--- Directions ---
Reproduce these lines verbatim, starting at the beginning of the lines and going on through the line that contains "118,199,199,311", with both ends included. Leave the pictures out of your output.

# START OF Data supplied

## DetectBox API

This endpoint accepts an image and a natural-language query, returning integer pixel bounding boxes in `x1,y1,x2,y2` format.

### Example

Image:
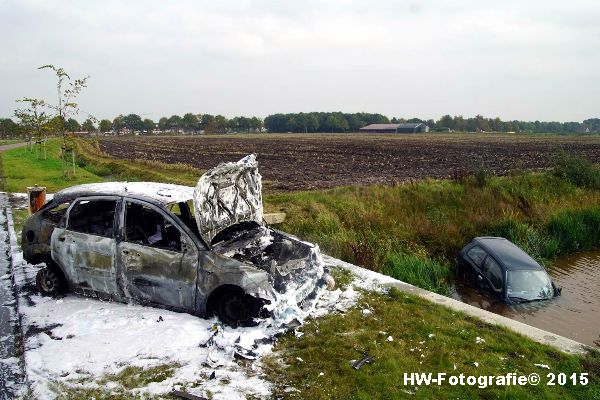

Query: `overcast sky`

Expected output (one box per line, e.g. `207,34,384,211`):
0,0,600,121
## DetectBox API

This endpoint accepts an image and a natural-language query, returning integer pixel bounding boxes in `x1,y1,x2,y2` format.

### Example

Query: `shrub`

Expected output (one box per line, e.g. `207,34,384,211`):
381,251,451,294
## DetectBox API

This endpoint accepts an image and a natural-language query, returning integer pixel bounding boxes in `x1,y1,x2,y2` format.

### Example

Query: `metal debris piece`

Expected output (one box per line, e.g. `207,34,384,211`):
233,346,258,361
171,390,208,400
352,355,375,371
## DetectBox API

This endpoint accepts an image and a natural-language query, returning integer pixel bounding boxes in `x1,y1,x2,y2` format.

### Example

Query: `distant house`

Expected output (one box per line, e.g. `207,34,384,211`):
360,122,429,133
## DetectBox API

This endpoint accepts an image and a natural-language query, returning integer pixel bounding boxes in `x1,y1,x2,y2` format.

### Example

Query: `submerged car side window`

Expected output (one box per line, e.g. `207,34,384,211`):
467,246,487,268
67,200,117,238
125,202,181,251
483,257,502,290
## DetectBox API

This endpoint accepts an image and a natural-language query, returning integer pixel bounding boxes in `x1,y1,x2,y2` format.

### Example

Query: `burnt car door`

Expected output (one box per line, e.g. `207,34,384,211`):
481,255,504,294
52,197,118,296
118,199,199,311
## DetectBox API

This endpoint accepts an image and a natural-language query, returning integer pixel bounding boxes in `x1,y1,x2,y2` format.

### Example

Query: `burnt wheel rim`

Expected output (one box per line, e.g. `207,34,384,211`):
39,269,60,293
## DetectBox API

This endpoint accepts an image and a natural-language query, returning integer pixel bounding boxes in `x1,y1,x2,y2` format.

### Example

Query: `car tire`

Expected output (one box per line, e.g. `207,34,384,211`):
35,267,65,296
214,290,262,327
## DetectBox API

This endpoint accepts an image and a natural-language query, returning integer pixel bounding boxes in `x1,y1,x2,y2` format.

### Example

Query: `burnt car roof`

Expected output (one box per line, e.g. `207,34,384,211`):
472,237,544,270
53,182,194,204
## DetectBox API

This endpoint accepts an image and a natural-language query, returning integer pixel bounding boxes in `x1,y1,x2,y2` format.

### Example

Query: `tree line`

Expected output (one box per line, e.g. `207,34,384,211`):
0,112,600,138
264,112,600,133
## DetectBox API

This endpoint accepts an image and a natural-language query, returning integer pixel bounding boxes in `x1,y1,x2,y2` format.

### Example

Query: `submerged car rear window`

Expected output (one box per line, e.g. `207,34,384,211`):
42,203,71,224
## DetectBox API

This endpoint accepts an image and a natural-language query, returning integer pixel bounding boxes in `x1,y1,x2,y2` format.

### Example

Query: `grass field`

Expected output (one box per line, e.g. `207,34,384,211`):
98,134,600,192
1,136,600,399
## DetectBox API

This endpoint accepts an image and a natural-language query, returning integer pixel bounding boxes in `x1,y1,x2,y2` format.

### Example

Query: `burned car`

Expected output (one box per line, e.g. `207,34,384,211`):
22,155,328,325
457,237,560,304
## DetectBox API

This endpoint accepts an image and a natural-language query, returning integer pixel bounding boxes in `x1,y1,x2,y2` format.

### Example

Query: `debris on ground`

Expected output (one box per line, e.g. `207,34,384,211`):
352,355,375,371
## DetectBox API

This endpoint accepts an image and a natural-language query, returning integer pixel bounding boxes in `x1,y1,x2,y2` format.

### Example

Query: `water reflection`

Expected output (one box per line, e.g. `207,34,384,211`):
451,252,600,347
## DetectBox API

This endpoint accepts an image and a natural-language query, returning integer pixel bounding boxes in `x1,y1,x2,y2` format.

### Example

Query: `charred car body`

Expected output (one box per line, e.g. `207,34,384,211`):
457,237,560,304
22,155,327,325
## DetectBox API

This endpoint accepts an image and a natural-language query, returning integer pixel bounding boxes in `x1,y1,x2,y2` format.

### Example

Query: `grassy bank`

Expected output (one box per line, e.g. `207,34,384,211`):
1,139,202,192
0,137,600,399
2,140,600,293
265,291,600,399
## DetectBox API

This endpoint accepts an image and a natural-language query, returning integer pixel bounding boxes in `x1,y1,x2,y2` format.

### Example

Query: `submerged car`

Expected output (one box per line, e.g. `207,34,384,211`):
457,237,560,304
22,155,328,325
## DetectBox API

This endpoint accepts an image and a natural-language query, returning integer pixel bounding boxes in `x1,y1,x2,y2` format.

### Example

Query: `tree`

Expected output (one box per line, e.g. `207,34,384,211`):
250,117,262,132
144,118,156,133
200,114,215,132
65,118,81,132
113,115,125,133
98,119,112,133
215,115,227,133
123,114,144,132
475,115,490,132
158,117,169,133
81,118,96,133
15,98,50,141
227,117,240,132
182,113,200,132
38,64,89,141
437,114,456,129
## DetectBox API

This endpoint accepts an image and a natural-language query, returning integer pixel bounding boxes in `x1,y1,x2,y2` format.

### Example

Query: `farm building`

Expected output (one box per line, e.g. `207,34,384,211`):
360,122,429,133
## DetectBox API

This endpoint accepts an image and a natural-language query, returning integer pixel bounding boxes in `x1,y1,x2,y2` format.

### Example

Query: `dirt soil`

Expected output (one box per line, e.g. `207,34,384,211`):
100,134,600,191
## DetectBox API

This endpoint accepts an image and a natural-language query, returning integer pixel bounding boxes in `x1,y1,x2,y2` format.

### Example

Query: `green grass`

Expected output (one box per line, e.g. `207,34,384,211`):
12,208,29,246
1,139,102,193
381,251,451,294
76,140,203,186
0,139,25,146
0,139,202,193
51,364,179,400
265,291,600,399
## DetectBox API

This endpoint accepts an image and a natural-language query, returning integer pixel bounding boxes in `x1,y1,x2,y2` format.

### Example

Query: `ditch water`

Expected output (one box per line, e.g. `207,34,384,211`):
450,251,600,348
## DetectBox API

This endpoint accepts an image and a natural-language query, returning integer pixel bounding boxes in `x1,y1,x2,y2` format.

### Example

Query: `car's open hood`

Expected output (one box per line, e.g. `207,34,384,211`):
194,154,263,243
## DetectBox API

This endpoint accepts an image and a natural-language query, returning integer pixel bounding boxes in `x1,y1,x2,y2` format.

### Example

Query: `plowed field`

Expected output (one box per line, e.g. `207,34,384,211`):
100,134,600,191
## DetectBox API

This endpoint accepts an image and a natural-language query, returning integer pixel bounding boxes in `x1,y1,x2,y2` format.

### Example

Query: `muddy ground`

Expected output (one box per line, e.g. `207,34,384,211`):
100,134,600,191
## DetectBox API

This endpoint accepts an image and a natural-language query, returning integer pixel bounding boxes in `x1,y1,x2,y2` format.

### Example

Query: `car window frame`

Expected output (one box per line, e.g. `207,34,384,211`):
63,195,121,241
119,197,198,254
480,253,506,293
465,244,490,271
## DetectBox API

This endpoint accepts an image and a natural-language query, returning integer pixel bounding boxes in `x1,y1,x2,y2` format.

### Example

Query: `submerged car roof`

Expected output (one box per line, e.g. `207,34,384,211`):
53,182,194,204
473,237,544,270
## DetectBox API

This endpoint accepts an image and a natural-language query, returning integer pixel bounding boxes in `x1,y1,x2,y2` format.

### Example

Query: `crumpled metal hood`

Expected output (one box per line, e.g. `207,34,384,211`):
194,154,263,243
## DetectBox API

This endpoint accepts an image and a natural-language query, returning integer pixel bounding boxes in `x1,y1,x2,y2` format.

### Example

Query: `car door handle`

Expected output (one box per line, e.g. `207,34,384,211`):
133,278,159,286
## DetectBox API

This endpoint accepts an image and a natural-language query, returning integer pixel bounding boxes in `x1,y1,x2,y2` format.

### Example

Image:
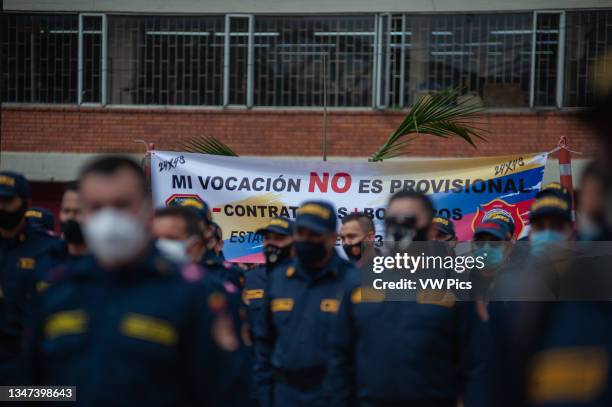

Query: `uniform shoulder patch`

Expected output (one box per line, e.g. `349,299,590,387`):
181,263,204,283
351,287,385,304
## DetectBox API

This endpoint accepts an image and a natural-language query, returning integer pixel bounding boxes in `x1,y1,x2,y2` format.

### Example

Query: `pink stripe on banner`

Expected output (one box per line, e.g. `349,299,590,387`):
228,253,266,263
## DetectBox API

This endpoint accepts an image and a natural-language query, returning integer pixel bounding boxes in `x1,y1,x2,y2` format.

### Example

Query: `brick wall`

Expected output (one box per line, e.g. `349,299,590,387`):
0,105,596,157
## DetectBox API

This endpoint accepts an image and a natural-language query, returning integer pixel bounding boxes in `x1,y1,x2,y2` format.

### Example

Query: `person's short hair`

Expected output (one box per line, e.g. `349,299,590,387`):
64,181,79,193
154,206,202,237
387,189,436,220
79,156,147,195
342,212,374,234
211,222,223,241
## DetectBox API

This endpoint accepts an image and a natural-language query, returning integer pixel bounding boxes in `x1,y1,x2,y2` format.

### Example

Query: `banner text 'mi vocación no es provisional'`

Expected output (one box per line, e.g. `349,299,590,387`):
151,151,547,262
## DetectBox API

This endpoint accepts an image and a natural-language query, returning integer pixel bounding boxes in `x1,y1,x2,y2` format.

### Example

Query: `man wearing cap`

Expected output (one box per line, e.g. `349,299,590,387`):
0,171,57,385
432,216,457,249
254,201,358,406
170,198,244,288
242,216,293,327
529,195,575,256
340,212,376,267
25,207,55,235
470,220,512,306
325,191,491,407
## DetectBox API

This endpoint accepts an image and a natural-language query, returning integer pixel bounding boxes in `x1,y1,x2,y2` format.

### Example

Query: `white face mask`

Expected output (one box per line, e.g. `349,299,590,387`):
155,239,191,263
83,208,148,267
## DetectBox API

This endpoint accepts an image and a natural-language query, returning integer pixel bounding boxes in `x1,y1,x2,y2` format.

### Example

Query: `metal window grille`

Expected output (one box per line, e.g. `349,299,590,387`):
383,13,532,107
80,16,104,103
0,14,78,103
108,16,225,105
564,10,612,107
254,16,375,107
534,13,561,106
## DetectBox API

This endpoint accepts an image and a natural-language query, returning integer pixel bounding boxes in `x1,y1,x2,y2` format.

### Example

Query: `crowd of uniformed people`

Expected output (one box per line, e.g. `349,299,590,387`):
0,144,612,407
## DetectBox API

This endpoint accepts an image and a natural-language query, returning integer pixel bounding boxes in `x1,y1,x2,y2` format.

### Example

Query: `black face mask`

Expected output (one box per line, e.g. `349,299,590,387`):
0,202,27,230
295,240,327,267
264,244,292,266
61,219,85,244
342,240,364,261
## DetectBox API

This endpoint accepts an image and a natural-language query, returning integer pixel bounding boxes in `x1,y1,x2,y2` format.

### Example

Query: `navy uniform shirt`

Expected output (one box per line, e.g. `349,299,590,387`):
26,249,248,406
254,252,359,406
200,250,244,289
0,220,58,384
326,287,492,407
242,257,291,334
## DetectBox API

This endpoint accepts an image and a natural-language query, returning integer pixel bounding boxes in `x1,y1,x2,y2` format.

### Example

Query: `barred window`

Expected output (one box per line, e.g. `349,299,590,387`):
533,13,561,106
564,10,612,107
254,16,374,106
108,16,224,105
0,14,79,103
382,13,533,107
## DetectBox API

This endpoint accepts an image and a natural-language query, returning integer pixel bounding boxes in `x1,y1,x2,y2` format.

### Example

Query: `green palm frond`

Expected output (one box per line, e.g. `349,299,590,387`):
370,88,486,161
182,136,238,157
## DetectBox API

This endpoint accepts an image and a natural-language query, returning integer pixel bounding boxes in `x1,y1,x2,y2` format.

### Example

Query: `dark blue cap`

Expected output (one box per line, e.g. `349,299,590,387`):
295,201,338,234
432,216,455,236
536,182,572,205
529,194,572,222
25,207,55,231
169,196,212,225
474,220,512,240
257,216,293,235
0,171,30,198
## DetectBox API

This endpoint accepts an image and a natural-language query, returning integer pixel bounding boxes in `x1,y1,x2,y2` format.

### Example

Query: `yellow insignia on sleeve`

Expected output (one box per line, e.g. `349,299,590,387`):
351,287,385,304
44,309,87,339
19,257,36,270
270,298,293,312
208,292,227,312
25,209,42,219
417,290,457,308
268,218,289,229
321,298,340,314
242,289,264,302
0,175,15,187
528,347,610,404
119,313,178,346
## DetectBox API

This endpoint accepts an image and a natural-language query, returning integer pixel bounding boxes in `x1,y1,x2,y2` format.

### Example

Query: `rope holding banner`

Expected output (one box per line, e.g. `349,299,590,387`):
558,136,574,210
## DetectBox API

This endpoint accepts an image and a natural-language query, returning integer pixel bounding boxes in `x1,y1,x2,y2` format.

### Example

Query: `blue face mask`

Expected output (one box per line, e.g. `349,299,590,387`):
529,229,567,256
474,244,504,267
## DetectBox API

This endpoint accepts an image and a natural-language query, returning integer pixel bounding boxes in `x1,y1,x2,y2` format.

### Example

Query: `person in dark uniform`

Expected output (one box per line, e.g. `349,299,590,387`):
340,212,376,267
242,216,294,327
254,201,359,407
432,216,457,249
175,198,245,290
0,171,57,385
326,191,491,407
26,157,248,406
25,206,55,235
36,182,89,292
59,182,88,257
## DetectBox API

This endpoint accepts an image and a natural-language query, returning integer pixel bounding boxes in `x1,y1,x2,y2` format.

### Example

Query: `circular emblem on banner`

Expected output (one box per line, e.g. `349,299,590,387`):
472,199,525,238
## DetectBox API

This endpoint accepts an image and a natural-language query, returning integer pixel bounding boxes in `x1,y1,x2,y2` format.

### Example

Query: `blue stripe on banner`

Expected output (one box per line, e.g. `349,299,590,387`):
429,167,544,216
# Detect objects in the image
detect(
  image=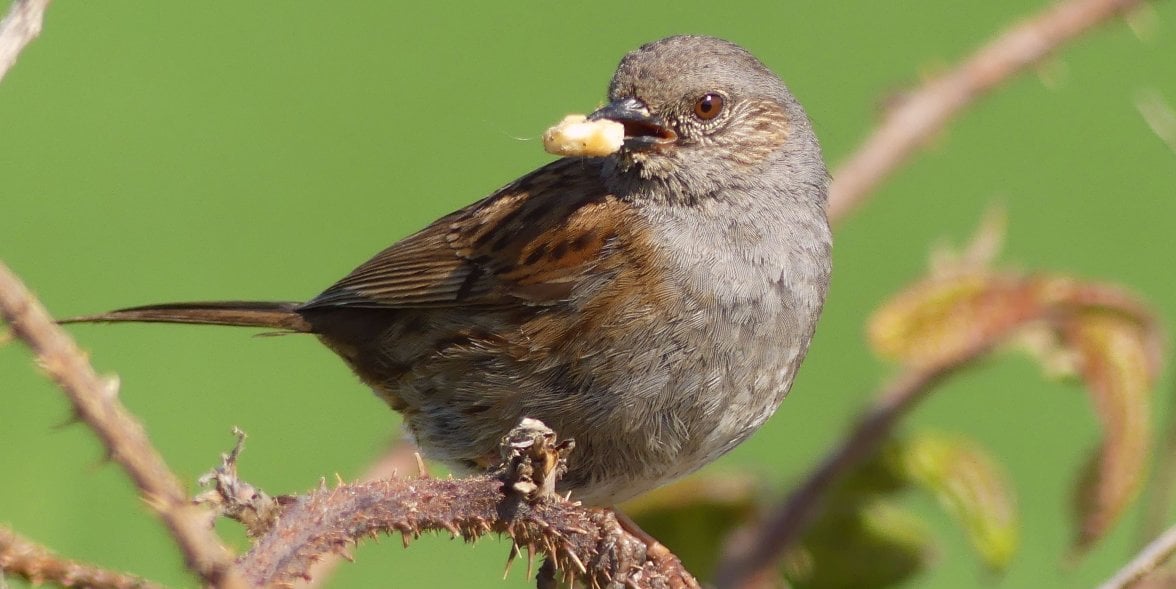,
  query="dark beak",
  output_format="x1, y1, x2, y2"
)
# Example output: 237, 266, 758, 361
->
588, 98, 677, 152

# END OF Data supplied

--- Full output ---
## DetectBox API

This endpoint accepts an image and a natural-language query, returning integer pixel bounding boxes in `x1,y1,x2,y2` format.

### Example

Image:

Query: `overcast sky`

Expected output (one box per line, e.g. `207,34,384,211`):
0,0,600,121
## DetectBox API

This endpoint accepts an image and a natural-language query, returning integer pixel bounding boxes in `x1,y1,x2,y2` format.

### Example

Query: `shrub`

Expected output (one box per line, e.g. `207,34,384,211`):
381,251,451,294
## DetectBox API

This endpoint accepts an image and a natural-language query, returning integer pixel bounding boxes in `x1,y1,x2,y2` format.

### Example

Query: `metal debris piece`

Expected output (one box per line, e.g. `207,34,384,211`):
233,346,258,361
171,390,208,400
352,355,375,371
## DetectBox API

This endpoint accepts an image and a natural-language query, returning integer pixel bounding boxes in `x1,y1,x2,y2` format.

### Example

Query: `distant house`

Expected output (one box per line, e.g. `207,34,384,211`):
360,122,429,133
## DetectBox API

This endpoint accepts an image and a natural-language query, returning integer pixel bounding boxes in `x1,y1,x2,y2` format.

### Example

Query: `submerged car side window`

Expected output (one box per line, e.g. `207,34,384,211`):
467,246,487,268
67,200,117,238
125,202,181,251
483,257,502,290
## DetectBox API

This endpoint accepts an image and a natural-language query, returning integer pixel bounding boxes in `x1,y1,x2,y2` format.

### Example

Query: `burnt car door`

Expected output (one box per line, e.g. `207,34,384,211`):
481,255,504,294
52,197,118,296
118,199,199,311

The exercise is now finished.